**What the task asks:**
Arrange this listing as a numbered list, omitting any blank lines.

Named-object pointing listing
----------
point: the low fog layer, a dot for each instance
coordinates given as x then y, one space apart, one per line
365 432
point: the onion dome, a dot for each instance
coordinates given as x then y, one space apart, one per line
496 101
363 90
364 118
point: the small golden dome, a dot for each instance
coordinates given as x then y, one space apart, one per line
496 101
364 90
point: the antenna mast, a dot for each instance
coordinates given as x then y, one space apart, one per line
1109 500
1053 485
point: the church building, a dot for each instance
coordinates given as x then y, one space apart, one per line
----------
**In response:**
1. point: the low fog layer, a dot for each instance
2. coordinates given as x then y, one space apart, one per line
3. 365 432
4. point: the onion dome, a dot for each instance
5. coordinates given as x then y, one space apart, one per line
6. 496 101
7. 363 90
8. 364 118
9. point: the small golden dome, a dot for each instance
10. coordinates given as x then y, one space apart, one per line
11. 496 101
12. 364 90
13. point: the antenna mast, a dot for each instance
14. coordinates given as x then y, one space apart, one per line
15. 1109 500
16. 1053 485
17. point: the church building, a dot for each instance
18. coordinates given as x then y, one space apart, one per line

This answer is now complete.